Wir gehen konkret in drei Bereichen davon aus, dass Fällungen nicht vom Planfeststellungsbeschluss gedeckt sind. Erstens wurden an der bereits gerodeten Trasse entlang rund 20 Bäume gefällt, um sie zu verbreitern. Damit ist jetzt Schluss. Auch deshalb, weil die Rodungen am 1. März grundsätzlich aus naturschutzrechtlichen Gründen bis Oktober gestoppt werden müssen. Zweitens plant die Deges, die Deutsche Einheit Fernstraßenplanungs- und -bau GmbH, ein Betonmischwerk in einem Waldgebiet zu errichten, wofür künftig weitere Bäume werden fallen müssen. Das sei zwar nicht Gegenstand des Planfeststellungsverfahrens, hieß es, müsse es aber nicht sein, weil es sich nur um eine temporäre Einrichtung handele. Was wir für absurd halten. Fällt man Bäume, sind die weg – egal, wie lange das Betonwerk anschließend stehen mag. Drittens geht es um die geplante Verlegung einer Stromtrasse im Maulbacher Wald, auch diese Maßnahmen sind nicht im Beschluss enthalten.
Der hessische Verkehrsminister Tarek Al-Wazir, Bündnis 90/Die Grünen, behauptet, mit all dem nichts zu tun zu haben. Am 2. Februar beantwortete er im Landtag Ihre Frage hierzu, »für den Bau und somit die Durchführung der Rodungen« sei seit dem 1. Januar die BRD zuständig, vertreten durch die »Autobahn-GmbH des Bundes«.
Genau das stimmt nicht. Tarek Al-Wazir war und ist für die Planfeststellung und Ausführungsüberwachung des Baus der A 49 zuständig. Das Bundesverkehrsministerium beantwortete am 2. März eine Anfrage der Linke-Bundestagsabgeordneten Sabine Leidig: Die Planfeststellung von Bundesautobahnen sei unter anderem auch in Hessen den nach Landesrecht hierfür zuständigen Behörden belassen – auch nach dem 1. Januar. Somit ist das Versteckspiel des hessischen Verkehrsministers beendet, mit dem er versuchte, sich aus der Verantwortung zu ziehen.

Zu bearbeitende Aufgaben:
1. Wie viele Bäume wurden laut dem Text über die Rodungen für die A 49 entlang der bereits gerodeten Trasse gefällt, um sie zu verbreitern?
2. Setze den Text über die Rodungen für die A 49 nach seinem letzten Satz fort.
Die Einträge werden hierfür nicht gebraucht.

Liste der Einträge:
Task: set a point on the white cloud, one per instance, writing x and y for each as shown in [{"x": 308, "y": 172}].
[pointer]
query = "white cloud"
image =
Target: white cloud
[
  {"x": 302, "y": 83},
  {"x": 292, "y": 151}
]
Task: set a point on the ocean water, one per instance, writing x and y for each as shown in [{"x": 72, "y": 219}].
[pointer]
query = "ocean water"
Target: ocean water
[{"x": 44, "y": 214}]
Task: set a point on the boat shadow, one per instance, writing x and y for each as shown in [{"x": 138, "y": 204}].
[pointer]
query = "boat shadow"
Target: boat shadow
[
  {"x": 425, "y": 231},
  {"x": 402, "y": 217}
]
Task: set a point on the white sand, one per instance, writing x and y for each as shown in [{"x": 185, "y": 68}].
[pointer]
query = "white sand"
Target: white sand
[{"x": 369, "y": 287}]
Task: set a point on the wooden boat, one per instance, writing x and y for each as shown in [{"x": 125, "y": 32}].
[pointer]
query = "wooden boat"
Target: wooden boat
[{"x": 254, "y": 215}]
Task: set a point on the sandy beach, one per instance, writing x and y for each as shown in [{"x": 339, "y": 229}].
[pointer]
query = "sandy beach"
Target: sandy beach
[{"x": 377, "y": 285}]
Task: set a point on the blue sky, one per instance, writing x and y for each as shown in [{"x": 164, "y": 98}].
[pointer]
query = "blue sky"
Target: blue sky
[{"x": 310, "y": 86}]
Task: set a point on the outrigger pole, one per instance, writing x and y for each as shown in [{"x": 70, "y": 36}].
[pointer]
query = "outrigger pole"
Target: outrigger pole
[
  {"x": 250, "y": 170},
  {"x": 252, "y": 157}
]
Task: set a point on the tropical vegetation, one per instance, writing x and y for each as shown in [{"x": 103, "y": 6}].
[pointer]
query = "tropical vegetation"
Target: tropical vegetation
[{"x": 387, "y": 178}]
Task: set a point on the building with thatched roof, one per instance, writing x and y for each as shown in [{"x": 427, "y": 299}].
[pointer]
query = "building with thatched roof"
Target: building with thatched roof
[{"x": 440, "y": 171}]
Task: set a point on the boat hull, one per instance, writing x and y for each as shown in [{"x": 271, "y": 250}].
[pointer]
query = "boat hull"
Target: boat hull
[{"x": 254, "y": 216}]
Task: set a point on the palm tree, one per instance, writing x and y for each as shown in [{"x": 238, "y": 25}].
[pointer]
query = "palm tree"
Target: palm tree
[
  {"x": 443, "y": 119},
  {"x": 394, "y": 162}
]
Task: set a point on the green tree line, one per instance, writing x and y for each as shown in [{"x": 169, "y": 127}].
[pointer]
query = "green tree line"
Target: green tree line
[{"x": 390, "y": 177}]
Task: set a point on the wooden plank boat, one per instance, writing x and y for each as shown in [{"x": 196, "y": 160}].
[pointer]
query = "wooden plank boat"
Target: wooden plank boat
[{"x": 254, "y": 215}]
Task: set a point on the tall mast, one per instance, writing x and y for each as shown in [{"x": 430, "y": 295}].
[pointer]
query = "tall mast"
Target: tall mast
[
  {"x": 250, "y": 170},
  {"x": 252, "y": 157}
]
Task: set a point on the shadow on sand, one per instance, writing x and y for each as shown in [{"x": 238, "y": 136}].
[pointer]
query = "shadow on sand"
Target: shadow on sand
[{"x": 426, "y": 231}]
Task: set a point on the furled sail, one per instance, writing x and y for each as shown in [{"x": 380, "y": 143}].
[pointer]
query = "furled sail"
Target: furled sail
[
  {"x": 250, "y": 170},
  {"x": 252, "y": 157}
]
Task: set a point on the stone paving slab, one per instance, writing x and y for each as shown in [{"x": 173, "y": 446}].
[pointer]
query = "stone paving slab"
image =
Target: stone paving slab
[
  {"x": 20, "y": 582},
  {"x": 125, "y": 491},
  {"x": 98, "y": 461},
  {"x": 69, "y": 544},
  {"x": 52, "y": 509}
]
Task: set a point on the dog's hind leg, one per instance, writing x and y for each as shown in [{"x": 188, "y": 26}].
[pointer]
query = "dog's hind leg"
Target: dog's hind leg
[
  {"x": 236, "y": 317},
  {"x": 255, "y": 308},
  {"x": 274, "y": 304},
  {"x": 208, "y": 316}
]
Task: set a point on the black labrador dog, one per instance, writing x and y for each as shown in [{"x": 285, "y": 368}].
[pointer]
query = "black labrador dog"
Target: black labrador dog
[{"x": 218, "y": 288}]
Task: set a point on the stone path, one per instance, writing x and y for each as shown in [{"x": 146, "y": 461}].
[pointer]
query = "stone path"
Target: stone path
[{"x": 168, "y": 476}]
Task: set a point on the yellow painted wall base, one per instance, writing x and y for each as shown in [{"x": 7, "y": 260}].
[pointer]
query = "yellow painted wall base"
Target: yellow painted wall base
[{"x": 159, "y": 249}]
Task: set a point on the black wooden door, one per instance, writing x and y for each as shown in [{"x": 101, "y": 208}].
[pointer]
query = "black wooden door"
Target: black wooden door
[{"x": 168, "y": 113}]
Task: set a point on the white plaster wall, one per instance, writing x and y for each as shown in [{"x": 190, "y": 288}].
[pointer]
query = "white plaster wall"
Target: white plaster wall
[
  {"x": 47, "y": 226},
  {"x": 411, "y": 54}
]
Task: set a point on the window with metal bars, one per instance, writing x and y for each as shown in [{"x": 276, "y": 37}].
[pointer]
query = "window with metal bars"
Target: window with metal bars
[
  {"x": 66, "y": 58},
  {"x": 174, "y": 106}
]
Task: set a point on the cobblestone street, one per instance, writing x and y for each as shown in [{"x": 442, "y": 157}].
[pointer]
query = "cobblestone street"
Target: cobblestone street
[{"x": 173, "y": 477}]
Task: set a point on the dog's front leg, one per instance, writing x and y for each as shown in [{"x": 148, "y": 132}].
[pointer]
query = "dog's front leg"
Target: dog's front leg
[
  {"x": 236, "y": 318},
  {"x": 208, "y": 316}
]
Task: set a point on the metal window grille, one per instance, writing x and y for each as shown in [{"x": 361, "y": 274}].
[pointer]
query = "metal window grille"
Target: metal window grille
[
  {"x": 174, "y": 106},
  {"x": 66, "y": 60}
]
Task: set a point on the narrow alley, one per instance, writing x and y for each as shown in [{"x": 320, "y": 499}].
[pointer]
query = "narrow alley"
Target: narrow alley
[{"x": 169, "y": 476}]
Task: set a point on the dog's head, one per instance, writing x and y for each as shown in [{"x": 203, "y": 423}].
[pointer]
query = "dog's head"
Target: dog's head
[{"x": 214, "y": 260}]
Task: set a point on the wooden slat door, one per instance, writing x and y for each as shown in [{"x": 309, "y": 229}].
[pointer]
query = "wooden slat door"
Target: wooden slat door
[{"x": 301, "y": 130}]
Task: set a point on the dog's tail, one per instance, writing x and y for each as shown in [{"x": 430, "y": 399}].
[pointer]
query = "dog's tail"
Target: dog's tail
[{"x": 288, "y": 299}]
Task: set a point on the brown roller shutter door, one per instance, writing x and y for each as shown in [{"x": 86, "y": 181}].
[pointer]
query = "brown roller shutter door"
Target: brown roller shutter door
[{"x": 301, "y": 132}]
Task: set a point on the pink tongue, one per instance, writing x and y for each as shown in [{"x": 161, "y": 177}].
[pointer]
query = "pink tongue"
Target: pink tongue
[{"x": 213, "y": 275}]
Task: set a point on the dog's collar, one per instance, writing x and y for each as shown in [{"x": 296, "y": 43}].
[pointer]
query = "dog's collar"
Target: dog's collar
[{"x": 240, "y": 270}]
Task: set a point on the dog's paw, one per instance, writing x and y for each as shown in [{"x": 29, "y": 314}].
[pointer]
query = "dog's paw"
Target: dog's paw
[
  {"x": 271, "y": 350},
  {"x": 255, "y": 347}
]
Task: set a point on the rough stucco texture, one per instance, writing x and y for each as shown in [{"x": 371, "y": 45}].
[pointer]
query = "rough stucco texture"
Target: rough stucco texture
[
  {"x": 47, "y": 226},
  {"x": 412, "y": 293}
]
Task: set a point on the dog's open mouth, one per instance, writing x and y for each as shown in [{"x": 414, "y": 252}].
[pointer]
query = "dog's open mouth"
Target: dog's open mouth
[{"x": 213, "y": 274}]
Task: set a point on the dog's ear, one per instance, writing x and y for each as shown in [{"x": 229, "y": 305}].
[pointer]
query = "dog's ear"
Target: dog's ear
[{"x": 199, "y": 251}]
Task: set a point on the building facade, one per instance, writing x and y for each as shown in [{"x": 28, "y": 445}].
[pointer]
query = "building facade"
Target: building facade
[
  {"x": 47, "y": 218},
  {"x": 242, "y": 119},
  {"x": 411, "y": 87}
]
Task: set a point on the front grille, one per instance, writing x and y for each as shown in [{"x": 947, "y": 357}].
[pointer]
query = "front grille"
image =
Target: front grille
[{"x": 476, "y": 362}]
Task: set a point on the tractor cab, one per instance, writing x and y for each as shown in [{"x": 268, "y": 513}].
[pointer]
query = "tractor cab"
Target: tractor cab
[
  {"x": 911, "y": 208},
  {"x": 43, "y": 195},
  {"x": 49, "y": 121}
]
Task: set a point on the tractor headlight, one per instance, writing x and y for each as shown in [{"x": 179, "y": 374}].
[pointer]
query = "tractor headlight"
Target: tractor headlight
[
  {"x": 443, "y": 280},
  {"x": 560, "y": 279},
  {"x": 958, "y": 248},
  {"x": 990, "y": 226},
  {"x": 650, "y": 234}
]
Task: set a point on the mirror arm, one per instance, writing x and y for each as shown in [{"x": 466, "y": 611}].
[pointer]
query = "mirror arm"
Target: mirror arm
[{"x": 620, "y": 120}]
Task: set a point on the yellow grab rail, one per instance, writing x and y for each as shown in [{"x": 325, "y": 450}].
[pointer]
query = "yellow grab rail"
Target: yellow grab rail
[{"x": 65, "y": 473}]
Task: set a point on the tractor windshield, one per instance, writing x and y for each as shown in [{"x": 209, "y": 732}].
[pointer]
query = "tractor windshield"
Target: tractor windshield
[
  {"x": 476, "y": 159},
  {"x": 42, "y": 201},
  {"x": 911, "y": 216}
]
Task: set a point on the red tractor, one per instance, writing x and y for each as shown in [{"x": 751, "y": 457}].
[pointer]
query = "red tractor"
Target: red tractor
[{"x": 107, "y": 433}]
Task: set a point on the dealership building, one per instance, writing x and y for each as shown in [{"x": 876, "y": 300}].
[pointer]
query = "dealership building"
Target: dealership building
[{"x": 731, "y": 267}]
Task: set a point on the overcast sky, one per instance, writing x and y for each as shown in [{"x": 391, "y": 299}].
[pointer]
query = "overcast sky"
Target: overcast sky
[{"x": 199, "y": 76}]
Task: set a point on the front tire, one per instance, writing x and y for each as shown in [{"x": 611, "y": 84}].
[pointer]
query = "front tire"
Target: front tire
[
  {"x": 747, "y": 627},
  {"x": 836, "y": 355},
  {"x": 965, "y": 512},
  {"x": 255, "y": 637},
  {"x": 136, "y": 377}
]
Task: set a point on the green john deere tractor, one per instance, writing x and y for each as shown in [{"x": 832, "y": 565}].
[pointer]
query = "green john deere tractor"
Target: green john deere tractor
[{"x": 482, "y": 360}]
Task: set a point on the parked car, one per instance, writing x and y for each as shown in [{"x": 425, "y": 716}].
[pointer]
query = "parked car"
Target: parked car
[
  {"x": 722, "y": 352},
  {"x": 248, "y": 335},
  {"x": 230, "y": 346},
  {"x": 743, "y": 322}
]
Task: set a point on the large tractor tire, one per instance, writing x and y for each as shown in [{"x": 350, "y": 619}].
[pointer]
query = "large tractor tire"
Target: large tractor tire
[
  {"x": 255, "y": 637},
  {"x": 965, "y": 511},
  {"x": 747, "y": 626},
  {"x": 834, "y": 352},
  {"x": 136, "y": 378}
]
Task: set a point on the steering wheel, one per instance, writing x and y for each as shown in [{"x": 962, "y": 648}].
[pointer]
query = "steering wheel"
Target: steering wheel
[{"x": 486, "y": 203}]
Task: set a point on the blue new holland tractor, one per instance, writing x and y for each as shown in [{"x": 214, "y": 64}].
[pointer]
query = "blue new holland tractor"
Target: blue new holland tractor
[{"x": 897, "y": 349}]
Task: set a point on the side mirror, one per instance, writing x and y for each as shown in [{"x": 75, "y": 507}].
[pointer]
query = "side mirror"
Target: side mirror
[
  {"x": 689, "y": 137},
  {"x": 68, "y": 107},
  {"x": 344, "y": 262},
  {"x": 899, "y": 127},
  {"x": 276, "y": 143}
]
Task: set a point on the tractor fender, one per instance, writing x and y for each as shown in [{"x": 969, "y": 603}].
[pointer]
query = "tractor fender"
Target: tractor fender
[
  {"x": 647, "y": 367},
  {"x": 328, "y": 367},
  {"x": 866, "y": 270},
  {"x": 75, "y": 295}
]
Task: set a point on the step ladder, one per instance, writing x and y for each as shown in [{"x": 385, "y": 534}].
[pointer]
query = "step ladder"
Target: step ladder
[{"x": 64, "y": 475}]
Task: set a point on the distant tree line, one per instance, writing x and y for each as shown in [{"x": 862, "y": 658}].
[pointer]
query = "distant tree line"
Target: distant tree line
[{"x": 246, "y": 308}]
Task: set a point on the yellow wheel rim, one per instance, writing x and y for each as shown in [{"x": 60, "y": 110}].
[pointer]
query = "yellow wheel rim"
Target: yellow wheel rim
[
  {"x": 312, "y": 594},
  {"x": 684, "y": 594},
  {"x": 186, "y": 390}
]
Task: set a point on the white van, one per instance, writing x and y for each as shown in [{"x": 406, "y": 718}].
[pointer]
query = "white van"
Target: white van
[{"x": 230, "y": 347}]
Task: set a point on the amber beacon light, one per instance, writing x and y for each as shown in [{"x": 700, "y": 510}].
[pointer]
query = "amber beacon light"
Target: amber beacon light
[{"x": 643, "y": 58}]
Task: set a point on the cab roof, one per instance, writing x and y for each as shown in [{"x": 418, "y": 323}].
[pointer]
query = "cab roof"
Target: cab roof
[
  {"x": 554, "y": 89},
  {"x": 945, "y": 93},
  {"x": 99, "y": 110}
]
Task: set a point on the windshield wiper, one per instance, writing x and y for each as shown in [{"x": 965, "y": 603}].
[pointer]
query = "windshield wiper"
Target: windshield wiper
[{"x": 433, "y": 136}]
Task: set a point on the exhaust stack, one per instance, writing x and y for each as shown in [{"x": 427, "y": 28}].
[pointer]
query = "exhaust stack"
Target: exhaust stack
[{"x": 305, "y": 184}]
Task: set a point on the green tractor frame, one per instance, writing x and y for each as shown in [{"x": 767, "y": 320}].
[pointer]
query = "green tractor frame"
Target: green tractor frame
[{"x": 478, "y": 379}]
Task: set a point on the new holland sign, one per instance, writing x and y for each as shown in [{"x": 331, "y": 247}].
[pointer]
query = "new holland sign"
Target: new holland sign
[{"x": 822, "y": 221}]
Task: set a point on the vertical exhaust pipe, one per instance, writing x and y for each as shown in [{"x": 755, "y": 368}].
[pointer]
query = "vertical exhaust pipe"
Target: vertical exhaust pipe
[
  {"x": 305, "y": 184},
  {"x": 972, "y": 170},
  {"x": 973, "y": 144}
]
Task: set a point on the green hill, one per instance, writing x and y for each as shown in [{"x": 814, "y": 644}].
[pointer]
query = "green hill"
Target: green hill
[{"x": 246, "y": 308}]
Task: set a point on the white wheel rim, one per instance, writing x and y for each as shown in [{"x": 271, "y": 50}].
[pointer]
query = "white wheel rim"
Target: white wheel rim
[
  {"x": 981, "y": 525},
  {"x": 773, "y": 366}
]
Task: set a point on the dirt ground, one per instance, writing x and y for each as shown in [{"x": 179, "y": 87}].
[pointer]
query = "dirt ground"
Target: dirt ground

Liste der Antworten:
1. Rund 20 Bäume.

2.
Brisant ist, dass er offensichtlich den Landtag und die Öffentlichkeit hierzu monatelang bewusst falsch informiert hat. Die Überwachung der Arbeiten, ob das Planungsrecht eingehalten wird, ist hoheitliche Aufgabe und kann nicht an eine GmbH übergeben werden, weder an die Deges, noch an die Autobahn-GmbH des Bundes. Nun ist Licht im Verantwortungsdickicht. Es kann nicht sein, dass solche Entscheidungen im rechtsfreien Raum geschehen.
Das Aktionsbündnis »Keine A 49!« hat jetzt einen Anwalt mit einer Anzeige und einer Dienstaufsichtsbeschwerde beauftragt, weil für die Fällungen zur Verbreiterung der Trasse keine Genehmigungen bestanden habe. Was könnte daraus folgen?
Es ist zu hoffen, dass daraus resultierend die notwendige Sensibilität einkehrt, künftig keine Bäume mehr rechtswidrig zu fällen.
Kann sich das auf den Weiterbau der A 49 auswirken?
Auf den Planungsstand wird es unmittelbar keine Auswirkungen haben. Vermutlich wird festgestellt werden, dass nicht jeder mit einer Motorsäge in den Wald rennen kann, um illegal Bäume zu fällen. Zu klären wird sein, wer wann im Verkehrsministerium darüber informiert wurde. Und weshalb wurde daraufhin nicht rechtzeitig reagiert? Es kann nicht sein, dass im Fall von Beschwerden keine zuständige Stelle erreicht werden kann, die die administrative Macht hat, rechtswidrigem Treiben ein Ende zu setzen. Tarek Al-Wazir muss Rodungen außerhalb der Planfeststellung aufklären und die Verantwortung übernehmen.
Was bedeutet das für die Umweltschutzbewegung?
Sie wird weiterhin alles tun, um den Autobahnausbau zu stoppen, und versuchen, umweltschonende Alternativen vorzuschlagen. Immerhin wird sich jetzt nicht mehr das absurde Schauspiel fortsetzen, dass niemand in der Verantwortung steht. Der Skandal ist, dass weder das hessische Verkehrsministerium, noch das Umweltministerium Veranlassung gesehen haben, für die Einhaltung des Naturschutzes einzugreifen.